### [The exercise]
Rewrite all of the data below with every "quickstart" changed to "walkthrough" and everything else unchanged. Leave the pictures out of your answer.

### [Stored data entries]
## BEGIN

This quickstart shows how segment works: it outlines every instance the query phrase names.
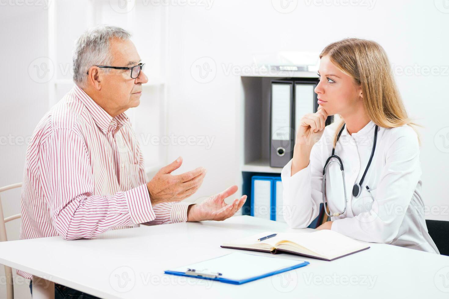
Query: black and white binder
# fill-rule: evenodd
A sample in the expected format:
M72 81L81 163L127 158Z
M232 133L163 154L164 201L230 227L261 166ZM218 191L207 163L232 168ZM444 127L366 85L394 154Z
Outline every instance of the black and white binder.
M283 167L293 152L292 112L293 82L271 82L270 165Z

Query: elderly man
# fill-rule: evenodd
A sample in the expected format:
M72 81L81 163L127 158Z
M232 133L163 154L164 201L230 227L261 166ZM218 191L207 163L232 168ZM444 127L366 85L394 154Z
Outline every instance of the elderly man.
M180 202L197 191L206 172L198 168L171 174L181 157L148 182L124 113L139 105L142 84L148 82L130 37L121 28L100 26L78 39L75 84L41 120L28 147L21 239L59 235L72 240L140 223L223 220L244 203L244 195L225 204L237 191L235 186L201 204ZM55 295L90 298L57 284Z

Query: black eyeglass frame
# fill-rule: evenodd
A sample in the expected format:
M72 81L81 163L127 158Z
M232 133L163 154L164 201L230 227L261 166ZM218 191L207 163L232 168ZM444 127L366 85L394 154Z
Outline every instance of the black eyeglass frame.
M95 66L97 66L97 67L99 67L99 68L107 68L107 69L130 69L131 71L131 73L130 74L130 75L131 76L131 78L132 79L136 79L136 78L137 78L137 77L139 77L139 75L140 75L141 71L142 69L143 69L144 67L145 66L145 63L139 63L137 65L134 65L134 66L128 66L128 67L127 67L127 66L107 66L107 65L95 65ZM134 69L134 68L136 68L136 67L138 67L140 68L139 69L139 74L137 74L137 77L136 77L135 78L132 78L132 71L133 70L133 69ZM87 73L86 73L86 75L88 75L89 74L89 71L88 70L87 71Z

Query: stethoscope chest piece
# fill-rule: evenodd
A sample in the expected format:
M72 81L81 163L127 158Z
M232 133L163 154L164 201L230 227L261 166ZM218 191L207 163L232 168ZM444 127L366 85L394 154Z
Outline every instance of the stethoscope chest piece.
M356 198L358 198L361 193L362 188L358 183L355 184L352 187L352 196Z

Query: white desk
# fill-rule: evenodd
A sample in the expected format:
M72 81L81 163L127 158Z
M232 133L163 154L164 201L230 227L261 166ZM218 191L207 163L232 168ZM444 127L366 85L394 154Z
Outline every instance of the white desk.
M449 257L383 244L371 243L369 249L331 262L274 256L310 264L240 286L163 273L235 252L220 245L268 230L300 231L250 216L141 225L90 239L3 242L0 264L106 298L449 298Z

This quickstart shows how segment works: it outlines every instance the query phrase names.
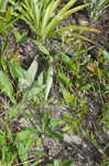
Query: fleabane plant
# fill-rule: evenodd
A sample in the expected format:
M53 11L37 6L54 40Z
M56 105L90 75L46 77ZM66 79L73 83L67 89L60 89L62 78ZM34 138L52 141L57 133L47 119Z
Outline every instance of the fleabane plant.
M45 41L47 37L55 34L54 32L56 31L56 27L64 19L68 18L78 10L88 7L88 3L86 3L73 8L76 1L77 0L69 0L62 9L57 9L61 0L23 0L19 3L18 10L22 14L22 19L35 32L37 40ZM76 28L77 30L86 30L83 27L78 28L78 25L76 25L75 29ZM73 27L70 30L74 31ZM90 28L87 30L99 32L98 30Z

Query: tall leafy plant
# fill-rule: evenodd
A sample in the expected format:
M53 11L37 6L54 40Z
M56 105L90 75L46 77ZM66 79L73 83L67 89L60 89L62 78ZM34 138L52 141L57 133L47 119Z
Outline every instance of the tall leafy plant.
M19 3L18 10L22 14L22 19L36 33L37 39L45 41L47 37L55 34L56 27L64 19L88 6L88 3L86 3L72 8L76 1L77 0L69 0L62 9L57 10L59 0L23 0ZM78 29L86 31L85 28L78 28L78 25L76 25L75 30ZM73 28L70 28L70 30L74 31ZM87 28L87 30L99 32L90 28Z

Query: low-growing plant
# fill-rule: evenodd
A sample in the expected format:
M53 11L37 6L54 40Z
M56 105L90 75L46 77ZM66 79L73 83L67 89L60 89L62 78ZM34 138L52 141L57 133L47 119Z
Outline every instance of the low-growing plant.
M24 0L19 3L18 10L22 14L22 19L30 25L30 28L35 32L36 40L45 42L48 37L57 35L62 31L92 31L99 32L96 29L70 25L66 28L59 28L57 25L70 14L78 10L86 8L88 4L78 6L70 9L77 0L70 0L61 10L57 9L59 0L52 1L39 1L39 0ZM18 13L15 13L18 15ZM77 33L72 33L74 38L83 38ZM83 38L88 40L87 38Z
M90 17L97 21L103 11L109 7L109 0L84 0L86 3L89 2Z

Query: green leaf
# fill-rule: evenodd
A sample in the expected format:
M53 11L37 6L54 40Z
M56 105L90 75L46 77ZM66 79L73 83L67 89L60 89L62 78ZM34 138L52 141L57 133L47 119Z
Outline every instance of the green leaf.
M48 133L50 136L52 136L54 139L63 139L64 136L61 134L61 133L57 133L57 132L51 132Z
M72 166L72 164L73 164L73 160L72 159L67 159L61 166Z
M33 83L35 74L37 72L37 56L35 56L35 59L33 60L33 62L31 63L31 66L29 68L28 72L26 72L26 80L30 83L30 85Z
M13 79L26 77L26 71L15 63L9 63L10 72Z
M48 62L48 70L46 75L45 101L48 97L52 83L53 83L53 58L51 58L51 61Z
M0 71L0 89L10 97L11 102L15 104L15 98L13 96L13 86L8 77L8 75Z
M102 53L103 53L103 58L109 62L109 52L103 50Z

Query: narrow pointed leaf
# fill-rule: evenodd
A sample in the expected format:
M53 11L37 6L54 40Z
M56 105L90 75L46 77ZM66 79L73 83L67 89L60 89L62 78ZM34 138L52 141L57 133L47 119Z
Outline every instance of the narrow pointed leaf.
M2 71L0 71L0 89L6 93L7 96L10 97L12 103L15 103L15 98L13 96L13 86L8 75Z

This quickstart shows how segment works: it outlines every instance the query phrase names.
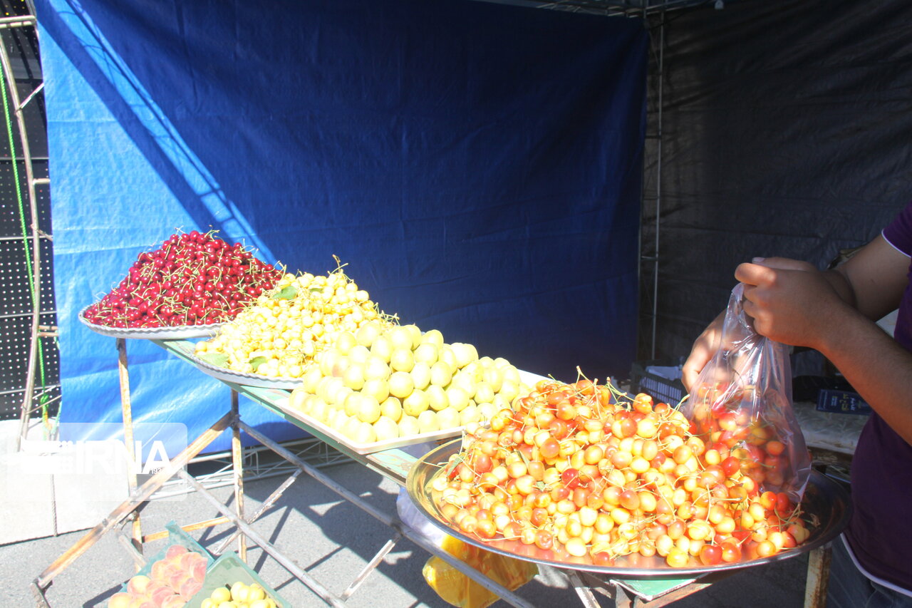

## END

### [Solution to the exercise]
This walkthrough shows how segment works: it outlines every instance the query phrase names.
Query: black and white binder
# fill-rule: evenodd
A sample in the expected format:
M72 81L81 163L127 158Z
M232 133L163 154L164 201L230 227L261 166ZM218 191L207 163L232 168ZM444 127L366 85L394 154Z
Outline every instance of the black and white binder.
M283 167L293 152L292 112L293 82L271 82L270 165Z

Query: elderly man
# fill-rule: evenodd
A sample in the expected format:
M72 81L81 163L127 158Z
M232 133L163 154L164 201L230 227L261 166ZM218 191L207 163L232 168ZM444 127L366 85L394 154Z
Outline every instance of the elderly man.
M180 202L197 191L206 172L198 168L171 174L181 157L148 182L124 113L139 105L142 84L148 82L130 37L121 28L100 26L78 39L75 84L41 120L28 147L21 239L59 235L72 240L140 223L223 220L244 203L244 195L225 204L237 191L235 186L201 204ZM55 295L90 298L57 284Z

Query: black eyeglass frame
# fill-rule: evenodd
A sample in the expected format:
M72 81L81 163L127 158Z
M232 133L163 154L164 201L230 227L261 166ZM218 191L207 163L232 168ZM444 127L366 85L394 154Z
Outline every instance of the black eyeglass frame.
M95 66L97 66L97 67L99 67L99 68L107 68L107 69L130 69L131 71L131 73L130 74L130 75L131 76L131 78L132 79L136 79L136 78L137 78L137 77L139 77L139 75L140 75L141 71L142 69L143 69L144 67L145 66L145 63L139 63L137 65L134 65L134 66L128 66L128 67L127 67L127 66L107 66L107 65L95 65ZM134 69L134 68L136 68L136 67L138 67L140 68L139 69L139 74L137 74L137 77L136 77L135 78L132 78L132 71L133 70L133 69ZM87 73L86 73L86 75L88 75L89 74L89 71L88 70L87 71Z

Query: stethoscope chest piece
# fill-rule: evenodd
A sample in the expected format:
M72 81L81 163L127 158Z
M232 133L163 154L164 201L230 227L261 166ZM218 191L207 163L232 168ZM444 127L366 85L394 154Z
Outline every instance of the stethoscope chest piece.
M356 198L358 198L361 193L362 188L358 183L355 184L352 187L352 196Z

Query: white desk
# fill-rule: evenodd
A sample in the expected format:
M72 81L81 163L127 158Z
M232 133L163 154L164 201L230 227L261 166ZM218 191L207 163L232 168ZM444 127L366 85L394 154Z
Outline every instance of the white desk.
M449 257L383 244L371 243L369 249L331 262L274 256L310 264L240 286L163 273L235 252L220 245L268 230L300 231L250 216L141 225L90 239L3 242L0 264L106 298L449 298Z

This walkthrough shows how segment works: it outlines every instance the query phrase names.
Query: fleabane plant
# fill-rule: evenodd
A sample in the expected format:
M53 11L37 6L54 40Z
M56 105L90 75L46 77ZM66 79L73 83L67 89L60 89L62 78ZM34 138L52 141L57 133L47 119Z
Outline every instance of the fleabane plant.
M45 41L47 37L55 34L54 32L56 31L56 27L64 19L68 18L78 10L88 7L88 3L86 3L73 8L76 1L77 0L69 0L62 9L57 9L61 0L23 0L19 3L18 10L22 14L22 19L35 32L37 40ZM76 28L77 30L86 30L83 27L78 28L78 25L76 25L75 29ZM73 27L70 30L74 31ZM90 28L87 30L99 32L98 30Z

Query: tall leafy plant
# fill-rule: evenodd
A sample in the expected format:
M53 11L37 6L54 40Z
M56 105L90 75L46 77ZM66 79L73 83L67 89L60 89L62 78ZM34 138L52 141L57 133L47 119Z
Outline every instance of the tall leafy plant.
M19 3L18 10L22 14L22 19L36 33L37 39L45 41L47 37L55 34L56 27L64 19L88 6L88 3L86 3L72 8L76 1L77 0L69 0L62 9L57 10L59 0L23 0ZM78 29L86 31L85 28L78 28L78 25L76 25L75 30ZM73 28L70 28L70 30L74 31ZM87 28L87 30L99 32L90 28Z

Query: low-growing plant
# fill-rule: evenodd
A sample in the expected format:
M53 11L37 6L54 40Z
M56 105L90 75L46 77ZM66 79L73 83L67 89L60 89L62 78ZM34 138L52 141L57 133L47 119Z
Outline every instance of the low-growing plant.
M24 0L19 3L18 10L22 14L22 19L30 25L30 28L35 32L36 40L45 42L48 37L57 35L62 31L92 31L99 32L96 29L70 25L66 28L59 28L57 25L70 14L78 10L86 8L88 4L78 6L70 9L77 0L70 0L61 10L57 9L59 0L52 1L39 1L39 0ZM18 13L15 13L18 15ZM77 33L72 33L74 38L83 38ZM83 38L88 40L87 38Z
M90 17L97 21L103 11L109 7L109 0L84 0L86 3L89 2Z

Query: green leaf
# fill-rule: evenodd
A sample in the expected format:
M53 11L37 6L54 40Z
M56 105L90 75L46 77ZM66 79L73 83L67 89L60 89L62 78ZM34 138L52 141L57 133L47 119Z
Outline every instance of the green leaf.
M48 133L50 136L52 136L54 139L63 139L64 136L61 134L61 133L57 133L57 132L51 132Z
M72 166L72 164L73 164L73 160L72 159L67 159L61 166Z
M33 83L35 74L37 72L37 56L35 56L35 59L33 60L33 62L31 63L31 66L29 68L28 72L26 72L26 80L30 83L30 85Z
M13 79L26 77L26 71L15 63L9 63L10 72Z
M48 62L48 70L46 75L45 101L48 97L52 83L53 83L53 58L51 58L51 61Z
M0 71L0 89L10 97L11 102L15 104L15 98L13 96L13 86L8 77L8 75Z
M102 53L103 53L103 58L109 62L109 52L103 50Z

Query: narrow pointed leaf
# fill-rule: evenodd
A sample in the expected format:
M53 11L37 6L54 40Z
M56 105L90 75L46 77ZM66 79L73 83L67 89L60 89L62 78ZM34 138L52 141L57 133L47 119Z
Outline every instance of the narrow pointed leaf.
M2 71L0 71L0 89L6 93L7 96L10 97L12 103L15 103L15 98L13 96L13 86L8 75Z

This walkthrough shows how segment works: it outlines every instance the query phrase names.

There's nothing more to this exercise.